Stored dataset items:
__________
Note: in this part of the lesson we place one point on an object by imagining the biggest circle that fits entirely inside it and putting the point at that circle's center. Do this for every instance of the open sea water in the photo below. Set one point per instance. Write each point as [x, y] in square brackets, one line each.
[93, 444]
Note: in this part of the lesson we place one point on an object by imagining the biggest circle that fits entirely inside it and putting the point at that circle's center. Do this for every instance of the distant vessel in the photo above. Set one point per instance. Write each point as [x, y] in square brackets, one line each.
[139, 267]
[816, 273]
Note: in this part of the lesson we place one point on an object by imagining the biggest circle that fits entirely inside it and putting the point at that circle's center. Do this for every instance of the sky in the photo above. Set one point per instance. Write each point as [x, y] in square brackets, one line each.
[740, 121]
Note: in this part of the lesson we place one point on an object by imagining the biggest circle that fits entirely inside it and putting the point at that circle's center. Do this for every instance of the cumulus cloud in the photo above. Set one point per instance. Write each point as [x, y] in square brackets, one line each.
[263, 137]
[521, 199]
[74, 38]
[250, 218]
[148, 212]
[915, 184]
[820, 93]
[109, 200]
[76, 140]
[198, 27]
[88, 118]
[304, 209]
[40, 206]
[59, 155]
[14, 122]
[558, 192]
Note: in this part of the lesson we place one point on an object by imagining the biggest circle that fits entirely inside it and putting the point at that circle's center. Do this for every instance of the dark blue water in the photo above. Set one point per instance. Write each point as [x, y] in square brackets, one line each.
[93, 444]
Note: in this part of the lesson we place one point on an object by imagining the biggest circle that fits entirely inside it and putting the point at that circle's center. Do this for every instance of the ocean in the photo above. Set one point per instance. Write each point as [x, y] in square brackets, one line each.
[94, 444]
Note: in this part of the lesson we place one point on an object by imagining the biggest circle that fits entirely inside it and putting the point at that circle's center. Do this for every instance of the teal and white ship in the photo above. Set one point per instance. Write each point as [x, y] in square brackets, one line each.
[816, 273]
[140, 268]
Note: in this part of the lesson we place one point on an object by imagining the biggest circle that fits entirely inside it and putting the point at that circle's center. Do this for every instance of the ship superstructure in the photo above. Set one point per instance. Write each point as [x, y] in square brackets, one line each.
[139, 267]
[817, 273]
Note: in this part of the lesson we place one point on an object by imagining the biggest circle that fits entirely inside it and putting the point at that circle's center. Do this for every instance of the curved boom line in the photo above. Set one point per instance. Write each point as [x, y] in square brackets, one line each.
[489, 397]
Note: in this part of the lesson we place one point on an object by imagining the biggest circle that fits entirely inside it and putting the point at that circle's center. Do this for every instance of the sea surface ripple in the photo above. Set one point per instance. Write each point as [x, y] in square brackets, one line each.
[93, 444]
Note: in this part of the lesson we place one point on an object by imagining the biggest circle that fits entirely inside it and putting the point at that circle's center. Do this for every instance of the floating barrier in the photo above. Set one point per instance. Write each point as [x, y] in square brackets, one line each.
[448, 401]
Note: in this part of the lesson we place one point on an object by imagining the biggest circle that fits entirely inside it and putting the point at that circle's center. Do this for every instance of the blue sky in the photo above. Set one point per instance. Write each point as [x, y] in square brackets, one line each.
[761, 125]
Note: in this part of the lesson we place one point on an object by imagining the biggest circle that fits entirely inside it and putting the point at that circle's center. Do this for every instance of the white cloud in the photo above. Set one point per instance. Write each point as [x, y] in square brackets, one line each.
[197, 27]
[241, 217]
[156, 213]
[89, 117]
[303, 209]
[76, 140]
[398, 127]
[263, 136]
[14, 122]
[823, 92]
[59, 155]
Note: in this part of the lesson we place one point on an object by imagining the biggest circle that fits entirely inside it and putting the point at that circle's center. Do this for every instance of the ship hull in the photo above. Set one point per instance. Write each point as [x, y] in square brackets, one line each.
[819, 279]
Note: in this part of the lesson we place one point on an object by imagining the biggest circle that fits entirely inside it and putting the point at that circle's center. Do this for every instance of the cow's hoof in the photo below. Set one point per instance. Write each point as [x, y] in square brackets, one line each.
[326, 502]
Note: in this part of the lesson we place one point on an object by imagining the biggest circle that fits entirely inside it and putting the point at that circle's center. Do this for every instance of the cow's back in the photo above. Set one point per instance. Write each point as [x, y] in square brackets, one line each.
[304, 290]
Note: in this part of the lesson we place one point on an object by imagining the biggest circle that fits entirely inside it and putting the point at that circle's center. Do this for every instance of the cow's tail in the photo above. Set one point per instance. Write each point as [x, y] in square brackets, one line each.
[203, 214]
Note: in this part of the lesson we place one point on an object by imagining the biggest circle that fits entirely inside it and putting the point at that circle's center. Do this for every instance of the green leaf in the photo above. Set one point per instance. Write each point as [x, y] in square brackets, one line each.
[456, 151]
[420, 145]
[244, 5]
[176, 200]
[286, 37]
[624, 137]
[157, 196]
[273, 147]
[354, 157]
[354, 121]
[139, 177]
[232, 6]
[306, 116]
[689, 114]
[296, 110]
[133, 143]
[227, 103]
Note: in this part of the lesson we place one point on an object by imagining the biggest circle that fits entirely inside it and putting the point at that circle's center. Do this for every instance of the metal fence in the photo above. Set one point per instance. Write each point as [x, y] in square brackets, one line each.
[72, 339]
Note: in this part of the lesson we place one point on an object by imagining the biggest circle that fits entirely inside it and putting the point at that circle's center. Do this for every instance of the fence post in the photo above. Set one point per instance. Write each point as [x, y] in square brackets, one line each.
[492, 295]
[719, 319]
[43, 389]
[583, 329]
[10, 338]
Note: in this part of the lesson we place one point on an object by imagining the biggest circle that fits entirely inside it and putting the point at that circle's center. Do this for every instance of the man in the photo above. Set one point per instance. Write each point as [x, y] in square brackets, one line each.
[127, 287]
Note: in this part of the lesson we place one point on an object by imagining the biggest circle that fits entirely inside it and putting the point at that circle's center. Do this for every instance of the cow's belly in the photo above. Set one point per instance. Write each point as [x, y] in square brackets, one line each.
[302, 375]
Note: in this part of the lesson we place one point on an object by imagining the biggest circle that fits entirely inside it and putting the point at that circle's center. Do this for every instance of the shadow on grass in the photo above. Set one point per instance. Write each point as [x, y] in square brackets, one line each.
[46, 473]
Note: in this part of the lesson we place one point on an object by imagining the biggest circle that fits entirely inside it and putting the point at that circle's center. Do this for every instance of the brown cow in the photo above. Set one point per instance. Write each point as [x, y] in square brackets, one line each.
__________
## Your objective
Copy out word for word every line of the records, starting with the line that contains "instance of the man" and continuing through the end of the records.

## In response
Note: in this part of the lesson we place one point on an object by imagining the biggest circle that fits entirely inside it and putting the point at that circle's center. Do this for every instance of the man in the photo above. Set one point per instance. Write each point as [x, y] in square brackets, one line each.
[127, 287]
Note: in this part of the lesson we place one point on an object by imagining the biggest circle that fits entirely inside it and putting the point at that circle's center. Do this for every instance of the cow's belly in the photo above. Set one point per instance. Write each point as [x, y] in square brackets, one line each.
[302, 375]
Note: in this part of the lesson we place one point on an object by imagining the biggest circle that fits entirely inside it and putting the point at that circle's center. Do this for every instance of the shadow on grass in the photo above. Set one point per instance. Write each point as [x, y] in square brackets, one line each.
[46, 473]
Note: in this part of the lesson we place one point on an object by imagining the biggest circle that fits entirely inside it and putting the point at that circle's center. Do this for every instance of the brown cow in the photo above. Set one point per instance. Write each point as [x, y] in square brackets, one line each.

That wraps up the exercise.